**Provided data**.
((

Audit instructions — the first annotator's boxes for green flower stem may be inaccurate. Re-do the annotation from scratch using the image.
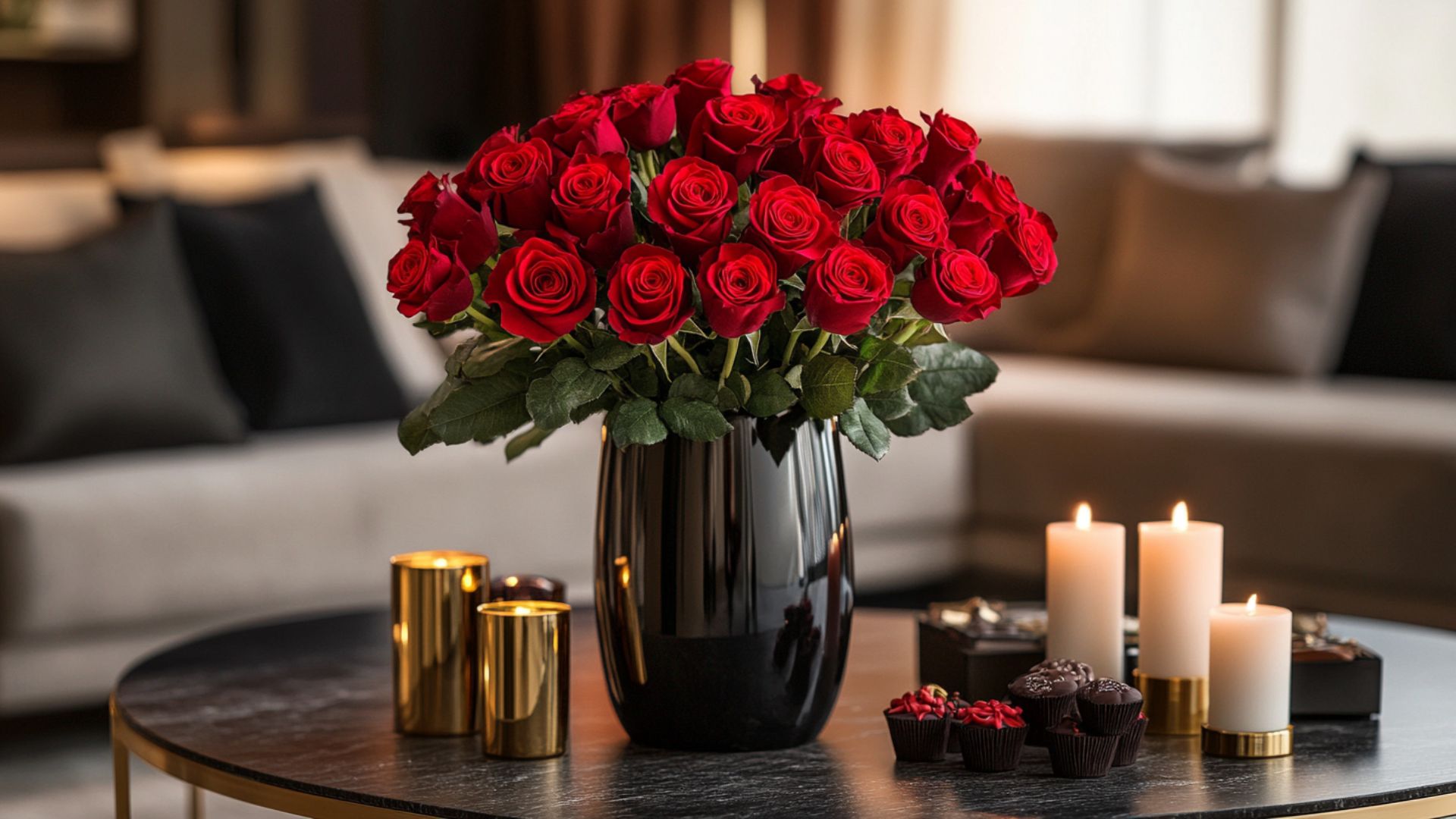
[890,319,930,344]
[779,329,804,372]
[667,335,703,376]
[804,329,828,363]
[718,338,738,389]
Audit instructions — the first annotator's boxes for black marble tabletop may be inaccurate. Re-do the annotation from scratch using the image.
[117,610,1456,817]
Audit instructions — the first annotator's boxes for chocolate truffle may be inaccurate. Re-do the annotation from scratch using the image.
[1048,718,1119,780]
[1009,670,1078,745]
[1078,679,1143,736]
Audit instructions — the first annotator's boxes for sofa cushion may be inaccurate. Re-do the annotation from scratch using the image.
[1339,165,1456,381]
[0,206,243,463]
[1082,158,1386,376]
[102,131,444,400]
[156,187,405,430]
[971,354,1456,626]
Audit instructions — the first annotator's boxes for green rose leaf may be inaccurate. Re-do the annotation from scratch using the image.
[859,337,920,395]
[587,338,638,373]
[864,386,915,421]
[428,369,532,443]
[526,359,611,430]
[667,373,718,403]
[744,370,798,419]
[839,398,890,460]
[799,356,855,419]
[505,427,555,463]
[658,395,733,440]
[607,398,667,449]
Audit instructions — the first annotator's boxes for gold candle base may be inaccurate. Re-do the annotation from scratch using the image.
[389,551,491,736]
[1203,726,1294,759]
[478,601,571,759]
[1133,669,1209,736]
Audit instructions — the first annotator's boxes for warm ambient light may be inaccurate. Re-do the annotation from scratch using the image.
[1078,503,1092,532]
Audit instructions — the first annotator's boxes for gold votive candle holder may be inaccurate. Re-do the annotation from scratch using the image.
[389,551,491,736]
[476,601,571,759]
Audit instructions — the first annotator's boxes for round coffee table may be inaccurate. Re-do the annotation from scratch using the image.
[112,609,1456,819]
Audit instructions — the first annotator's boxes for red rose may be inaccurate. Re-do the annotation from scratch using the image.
[530,93,628,158]
[698,243,786,338]
[687,93,789,182]
[799,137,883,213]
[742,177,839,278]
[849,108,924,184]
[607,245,693,344]
[546,153,636,267]
[611,83,677,150]
[804,242,896,335]
[910,249,1000,324]
[864,177,948,270]
[646,156,738,261]
[481,237,597,344]
[389,239,475,322]
[986,206,1057,296]
[462,125,555,231]
[915,111,981,191]
[663,57,733,144]
[943,158,1021,253]
[399,174,500,271]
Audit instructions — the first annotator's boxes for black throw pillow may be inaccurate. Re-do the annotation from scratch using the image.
[159,187,406,430]
[0,206,246,463]
[1338,165,1456,381]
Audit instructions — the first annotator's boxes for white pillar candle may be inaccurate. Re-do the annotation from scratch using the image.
[1138,501,1223,679]
[1209,595,1293,732]
[1046,503,1127,679]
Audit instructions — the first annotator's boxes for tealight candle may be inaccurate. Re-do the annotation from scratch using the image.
[1046,503,1127,679]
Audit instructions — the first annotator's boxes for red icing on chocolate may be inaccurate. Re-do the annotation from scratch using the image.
[956,699,1027,729]
[885,685,951,720]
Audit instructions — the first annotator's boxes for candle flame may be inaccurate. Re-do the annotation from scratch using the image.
[1078,503,1092,529]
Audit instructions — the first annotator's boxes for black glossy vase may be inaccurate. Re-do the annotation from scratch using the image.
[595,417,855,751]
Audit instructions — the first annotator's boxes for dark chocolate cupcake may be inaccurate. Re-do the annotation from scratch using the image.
[885,686,951,762]
[1046,718,1119,780]
[1009,670,1078,745]
[1112,714,1147,768]
[956,699,1028,774]
[1078,679,1143,736]
[1031,657,1097,685]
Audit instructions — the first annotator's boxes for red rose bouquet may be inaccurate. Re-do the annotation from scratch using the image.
[389,60,1057,459]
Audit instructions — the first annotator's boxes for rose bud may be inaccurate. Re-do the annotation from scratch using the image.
[910,249,1000,324]
[799,137,883,213]
[804,242,896,335]
[986,206,1057,297]
[698,242,786,338]
[686,93,789,182]
[607,245,693,344]
[864,177,949,270]
[388,239,475,322]
[646,156,738,262]
[663,57,733,144]
[849,108,924,185]
[943,158,1021,253]
[462,127,555,231]
[546,153,636,267]
[530,93,628,158]
[481,237,597,344]
[742,177,839,278]
[399,174,500,271]
[611,83,677,150]
[915,111,981,191]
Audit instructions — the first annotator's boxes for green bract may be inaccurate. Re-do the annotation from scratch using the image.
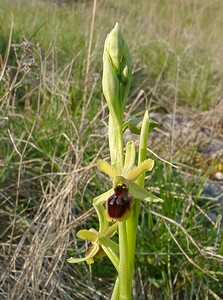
[102,23,132,122]
[94,141,163,221]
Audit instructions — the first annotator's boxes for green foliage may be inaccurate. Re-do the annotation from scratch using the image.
[0,0,223,299]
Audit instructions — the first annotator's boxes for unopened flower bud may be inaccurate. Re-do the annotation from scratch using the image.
[102,23,132,123]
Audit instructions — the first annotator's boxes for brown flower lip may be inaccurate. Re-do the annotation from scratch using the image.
[107,184,133,220]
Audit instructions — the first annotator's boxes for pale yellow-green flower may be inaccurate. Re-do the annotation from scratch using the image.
[94,142,163,222]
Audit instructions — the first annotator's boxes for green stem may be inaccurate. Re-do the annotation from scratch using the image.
[111,275,120,300]
[108,114,124,172]
[127,111,149,289]
[109,114,131,300]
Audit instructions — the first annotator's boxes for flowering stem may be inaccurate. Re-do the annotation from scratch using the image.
[127,111,149,289]
[108,114,131,300]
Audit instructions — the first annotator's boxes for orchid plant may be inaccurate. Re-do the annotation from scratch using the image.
[68,24,163,300]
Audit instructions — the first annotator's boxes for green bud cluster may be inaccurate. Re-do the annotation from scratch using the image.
[102,23,132,124]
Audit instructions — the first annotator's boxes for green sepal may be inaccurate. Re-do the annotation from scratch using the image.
[122,118,160,135]
[122,141,136,176]
[126,158,154,181]
[129,182,164,202]
[97,159,118,179]
[93,188,114,205]
[67,243,100,264]
[77,228,98,243]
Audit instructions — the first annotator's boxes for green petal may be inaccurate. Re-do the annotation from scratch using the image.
[67,244,99,264]
[126,158,154,181]
[105,222,118,238]
[77,228,98,243]
[122,141,136,176]
[112,176,129,189]
[129,182,164,202]
[93,189,114,205]
[97,159,118,179]
[94,204,109,236]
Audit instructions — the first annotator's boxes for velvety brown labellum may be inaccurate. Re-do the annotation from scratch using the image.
[107,184,132,219]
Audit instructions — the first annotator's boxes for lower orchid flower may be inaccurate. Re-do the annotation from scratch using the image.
[94,141,163,222]
[68,206,119,268]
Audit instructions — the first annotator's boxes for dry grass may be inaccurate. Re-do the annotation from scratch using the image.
[0,0,223,300]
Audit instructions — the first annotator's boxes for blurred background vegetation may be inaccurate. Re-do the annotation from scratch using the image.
[0,0,223,300]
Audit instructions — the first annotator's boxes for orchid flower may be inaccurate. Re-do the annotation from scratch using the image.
[94,141,163,222]
[68,205,119,268]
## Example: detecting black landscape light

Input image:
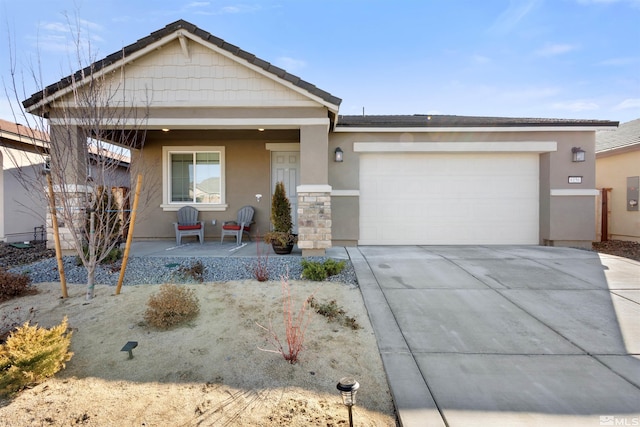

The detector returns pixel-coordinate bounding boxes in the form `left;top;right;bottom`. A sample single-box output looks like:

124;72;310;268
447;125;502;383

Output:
338;377;360;427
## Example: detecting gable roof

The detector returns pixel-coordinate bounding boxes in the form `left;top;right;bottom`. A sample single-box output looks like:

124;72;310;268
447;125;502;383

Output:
0;119;49;151
596;119;640;153
336;114;618;130
22;19;342;109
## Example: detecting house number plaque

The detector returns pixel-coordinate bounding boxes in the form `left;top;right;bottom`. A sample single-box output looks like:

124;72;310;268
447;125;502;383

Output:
569;176;582;184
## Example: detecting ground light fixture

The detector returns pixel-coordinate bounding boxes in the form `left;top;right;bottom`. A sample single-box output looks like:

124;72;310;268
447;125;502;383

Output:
337;377;360;427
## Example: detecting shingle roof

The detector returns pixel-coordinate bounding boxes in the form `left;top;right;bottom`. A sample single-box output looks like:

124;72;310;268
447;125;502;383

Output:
336;114;618;129
0;119;49;142
596;119;640;153
22;19;342;108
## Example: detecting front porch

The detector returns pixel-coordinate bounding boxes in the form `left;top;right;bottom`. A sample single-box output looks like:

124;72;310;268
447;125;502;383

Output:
122;237;349;260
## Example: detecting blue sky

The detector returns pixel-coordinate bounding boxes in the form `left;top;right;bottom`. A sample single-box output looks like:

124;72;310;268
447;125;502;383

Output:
0;0;640;122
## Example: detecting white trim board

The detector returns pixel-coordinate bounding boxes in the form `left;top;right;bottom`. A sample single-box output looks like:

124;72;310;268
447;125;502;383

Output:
353;141;558;153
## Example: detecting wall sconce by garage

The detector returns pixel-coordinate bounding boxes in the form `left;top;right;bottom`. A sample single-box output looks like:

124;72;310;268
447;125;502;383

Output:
571;147;584;162
338;377;360;427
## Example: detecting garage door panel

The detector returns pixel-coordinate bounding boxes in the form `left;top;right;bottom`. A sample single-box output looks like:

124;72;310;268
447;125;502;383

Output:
359;153;539;244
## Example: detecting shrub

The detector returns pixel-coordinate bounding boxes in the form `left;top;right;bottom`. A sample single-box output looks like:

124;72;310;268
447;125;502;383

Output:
256;277;313;365
322;258;346;277
144;284;200;329
309;298;362;330
302;258;345;282
0;270;36;302
0;317;73;397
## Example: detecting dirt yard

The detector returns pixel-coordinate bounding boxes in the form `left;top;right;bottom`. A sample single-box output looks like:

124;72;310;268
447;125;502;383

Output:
0;281;396;427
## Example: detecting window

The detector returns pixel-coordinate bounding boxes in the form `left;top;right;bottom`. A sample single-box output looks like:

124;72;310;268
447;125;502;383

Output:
162;147;226;210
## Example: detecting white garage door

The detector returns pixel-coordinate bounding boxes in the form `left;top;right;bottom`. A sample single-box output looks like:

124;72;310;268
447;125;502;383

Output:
358;153;539;245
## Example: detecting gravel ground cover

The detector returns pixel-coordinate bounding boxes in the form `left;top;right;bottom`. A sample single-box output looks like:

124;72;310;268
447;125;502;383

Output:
0;242;357;286
0;240;640;285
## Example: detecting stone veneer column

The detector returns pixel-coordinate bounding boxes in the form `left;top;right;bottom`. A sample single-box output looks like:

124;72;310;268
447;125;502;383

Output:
296;185;331;257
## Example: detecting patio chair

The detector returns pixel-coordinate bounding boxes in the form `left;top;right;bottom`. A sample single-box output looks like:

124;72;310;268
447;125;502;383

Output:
173;206;204;245
220;206;254;245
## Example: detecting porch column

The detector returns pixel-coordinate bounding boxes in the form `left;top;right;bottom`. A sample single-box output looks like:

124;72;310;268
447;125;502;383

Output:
44;125;93;251
296;125;331;257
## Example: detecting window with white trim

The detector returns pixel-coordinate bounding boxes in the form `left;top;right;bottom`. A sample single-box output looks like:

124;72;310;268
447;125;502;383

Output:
162;147;225;207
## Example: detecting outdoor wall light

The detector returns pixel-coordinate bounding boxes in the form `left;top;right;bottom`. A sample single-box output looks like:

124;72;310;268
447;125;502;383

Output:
338;377;360;427
571;147;584;162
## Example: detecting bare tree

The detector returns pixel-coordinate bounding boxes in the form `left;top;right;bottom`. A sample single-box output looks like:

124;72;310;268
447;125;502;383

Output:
5;15;155;299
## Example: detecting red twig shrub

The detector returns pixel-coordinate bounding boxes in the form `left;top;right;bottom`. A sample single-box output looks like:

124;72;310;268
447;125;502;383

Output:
256;277;313;364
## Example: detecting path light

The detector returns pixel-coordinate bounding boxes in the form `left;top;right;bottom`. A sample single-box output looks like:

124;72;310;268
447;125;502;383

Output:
338;377;360;427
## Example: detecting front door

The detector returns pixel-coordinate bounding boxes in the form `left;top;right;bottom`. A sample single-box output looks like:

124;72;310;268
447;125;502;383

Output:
271;151;300;234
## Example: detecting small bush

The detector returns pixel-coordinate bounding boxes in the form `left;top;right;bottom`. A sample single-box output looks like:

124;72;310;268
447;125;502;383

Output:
322;258;346;277
144;284;200;329
76;245;124;267
0;317;73;397
0;270;35;302
302;258;345;282
309;298;362;330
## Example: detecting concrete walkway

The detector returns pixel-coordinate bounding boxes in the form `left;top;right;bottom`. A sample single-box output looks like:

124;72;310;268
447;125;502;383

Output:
346;246;640;427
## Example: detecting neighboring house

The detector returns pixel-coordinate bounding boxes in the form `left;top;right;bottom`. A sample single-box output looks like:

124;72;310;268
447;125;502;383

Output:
0;119;130;247
596;119;640;242
0;120;48;243
24;20;618;255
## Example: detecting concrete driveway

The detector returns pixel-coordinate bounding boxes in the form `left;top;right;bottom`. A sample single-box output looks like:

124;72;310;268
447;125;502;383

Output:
347;246;640;427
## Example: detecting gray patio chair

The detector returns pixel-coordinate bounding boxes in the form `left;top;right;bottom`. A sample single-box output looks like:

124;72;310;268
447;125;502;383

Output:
220;206;254;245
173;206;204;245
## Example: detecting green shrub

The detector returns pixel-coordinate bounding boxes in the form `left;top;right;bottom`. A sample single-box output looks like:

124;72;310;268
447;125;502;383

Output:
0;270;35;302
0;317;73;397
144;284;200;329
323;258;346;277
302;258;345;282
309;297;362;330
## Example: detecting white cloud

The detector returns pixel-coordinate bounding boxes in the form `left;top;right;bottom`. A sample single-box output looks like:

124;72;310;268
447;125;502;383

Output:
551;100;600;112
503;87;560;103
489;0;540;34
275;56;307;72
597;57;640;67
536;43;577;56
471;54;491;64
613;98;640;109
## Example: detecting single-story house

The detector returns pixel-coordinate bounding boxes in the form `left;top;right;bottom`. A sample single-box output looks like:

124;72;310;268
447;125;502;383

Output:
596;119;640;242
0;119;48;243
24;20;618;255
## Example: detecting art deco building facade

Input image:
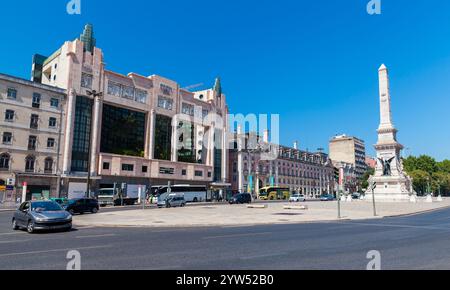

))

**Task**. Repeat the lines word for word, starting at the line that contains "## Example: detecting art" and ending with the last of the lines, and leave the pictures out of your answer.

**Solution for this problem**.
## Example: detecting art deco building facade

Input image:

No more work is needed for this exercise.